◆ ACTIVITY
Write out all of the data again, exactly as it reads.
--
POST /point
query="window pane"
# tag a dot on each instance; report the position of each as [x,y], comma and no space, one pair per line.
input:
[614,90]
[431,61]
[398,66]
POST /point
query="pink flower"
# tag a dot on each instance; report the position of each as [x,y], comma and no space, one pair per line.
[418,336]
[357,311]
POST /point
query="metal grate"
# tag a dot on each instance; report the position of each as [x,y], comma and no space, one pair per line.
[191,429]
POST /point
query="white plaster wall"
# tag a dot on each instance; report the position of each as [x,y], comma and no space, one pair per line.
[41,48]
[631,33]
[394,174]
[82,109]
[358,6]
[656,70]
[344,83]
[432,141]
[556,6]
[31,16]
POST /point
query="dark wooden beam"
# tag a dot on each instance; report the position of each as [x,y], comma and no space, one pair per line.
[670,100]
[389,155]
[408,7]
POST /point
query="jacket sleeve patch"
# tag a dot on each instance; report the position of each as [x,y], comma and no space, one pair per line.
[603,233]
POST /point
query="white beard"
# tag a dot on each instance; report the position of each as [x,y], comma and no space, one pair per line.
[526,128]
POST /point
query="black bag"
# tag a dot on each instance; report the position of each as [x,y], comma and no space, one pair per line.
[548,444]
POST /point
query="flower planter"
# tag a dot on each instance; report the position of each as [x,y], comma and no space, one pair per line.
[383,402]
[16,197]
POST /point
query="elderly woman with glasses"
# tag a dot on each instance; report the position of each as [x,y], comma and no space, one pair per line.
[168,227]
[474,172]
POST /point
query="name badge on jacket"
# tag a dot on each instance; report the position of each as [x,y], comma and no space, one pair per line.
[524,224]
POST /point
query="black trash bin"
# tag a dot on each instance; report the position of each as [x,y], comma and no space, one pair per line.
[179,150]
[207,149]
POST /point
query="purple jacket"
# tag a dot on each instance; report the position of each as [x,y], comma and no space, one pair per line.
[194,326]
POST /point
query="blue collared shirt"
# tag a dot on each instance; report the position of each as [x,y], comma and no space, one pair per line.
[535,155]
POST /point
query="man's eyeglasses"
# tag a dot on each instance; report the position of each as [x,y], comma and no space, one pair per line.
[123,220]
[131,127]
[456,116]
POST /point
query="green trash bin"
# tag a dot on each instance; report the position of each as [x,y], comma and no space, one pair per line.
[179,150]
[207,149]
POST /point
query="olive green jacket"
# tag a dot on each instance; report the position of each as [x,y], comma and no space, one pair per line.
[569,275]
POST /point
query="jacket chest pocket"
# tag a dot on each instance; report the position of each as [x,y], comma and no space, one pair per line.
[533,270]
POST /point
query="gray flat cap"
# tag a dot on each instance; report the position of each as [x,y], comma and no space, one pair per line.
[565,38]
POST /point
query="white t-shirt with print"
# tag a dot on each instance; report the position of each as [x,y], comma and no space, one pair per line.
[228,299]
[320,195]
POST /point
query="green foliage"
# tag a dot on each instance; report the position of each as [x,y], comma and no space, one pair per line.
--
◆ RESPONSE TO THIS TASK
POST /point
query="window pane"
# tag a dot on each instance; report the position of each as [x,y], comma and no space, one pair per line.
input:
[614,90]
[431,61]
[398,66]
POST /point
query="pink flower"
# tag a dot on each instance; report the position of each as [x,y], comma and no space, one pair per line.
[418,336]
[357,311]
POST /point
query="metal grate"
# tag a dot on each instance; report the position of each as [x,y], comma and no space, one pair per line.
[191,429]
POST /point
query="white plaster wall"
# tag a dot on each instance; report the position of each as [x,y], comma and no space, one pair per line.
[41,48]
[631,33]
[394,174]
[82,109]
[358,6]
[656,70]
[344,83]
[432,141]
[556,6]
[31,16]
POST /point
query="dark wooden beam"
# tag a dot on each instance; report the position of each as [x,y], comma and no space, one pair per line.
[670,100]
[389,155]
[408,7]
POST /point
query="jacket sleeve patch"
# tag a dot on each instance; report the position of each as [x,y], comma and no space, one pair per line.
[603,233]
POST /point
query="white beard"
# tag a dot on each instance; report the position of each as [x,y], comma and no space, one pair per line.
[526,128]
POST /point
query="black bag"
# tag a dot on each instance; report the position of each as [x,y], comma and no space, one pair per line.
[548,444]
POST /point
query="flower planter"
# tag a dot on each instance; report the position of each as [x,y], comma and no space, one pair per line.
[383,402]
[16,197]
POST /point
query="elderly woman with glasses"
# tag a dot on each instance; report the position of each as [x,y], comma and no space, one pair per line.
[168,227]
[474,172]
POST /point
query="name badge on jacket"
# tag a dot on each instance; report the position of each as [x,y], comma and no space, one pair per line.
[524,224]
POST /point
query="black trash bin"
# tag a dot on each instance; report the position of each as [x,y], comma and no space, one pair per line.
[179,150]
[207,149]
POST /point
query="purple jacket"
# tag a dot on each instance; report the position of each as [x,y], comma and no space, one pair per line.
[194,326]
POST /point
query="blue collared shirt"
# tag a dot on each instance; report the position of each as [x,y], comma and no space, one pair per line.
[535,155]
POST /point
query="man's eyeglasses"
# tag a dot on each instance; report the position of each as [x,y], comma and no space, one pair per line.
[123,220]
[131,127]
[456,116]
POST /point
query="green trash bin"
# tag a dot on each instance; report the position of each as [x,y], comma and no space, one pair per line.
[179,150]
[207,149]
POST /point
query="olive green jacket"
# tag a dot on each instance; report the position of each as [x,y], comma and no space, one pair per line.
[569,275]
POST /point
query="jacket chest pocket"
# tag a dot on each instance; report the position of each as [x,y], comma and no space, one pair per line.
[533,270]
POST /point
query="gray flat cap"
# tag a dot on each instance; report the position of each as [x,y], comma and no space, one pair per line.
[565,38]
POST /point
query="white t-shirt with print"
# tag a dot on each instance; report the position of each as [x,y], comma and no space, one pair per line.
[228,299]
[320,195]
POST /point
query="green foliage"
# tag a dot on each instance; report the position of each as [x,y], comma and no space, one pair per line.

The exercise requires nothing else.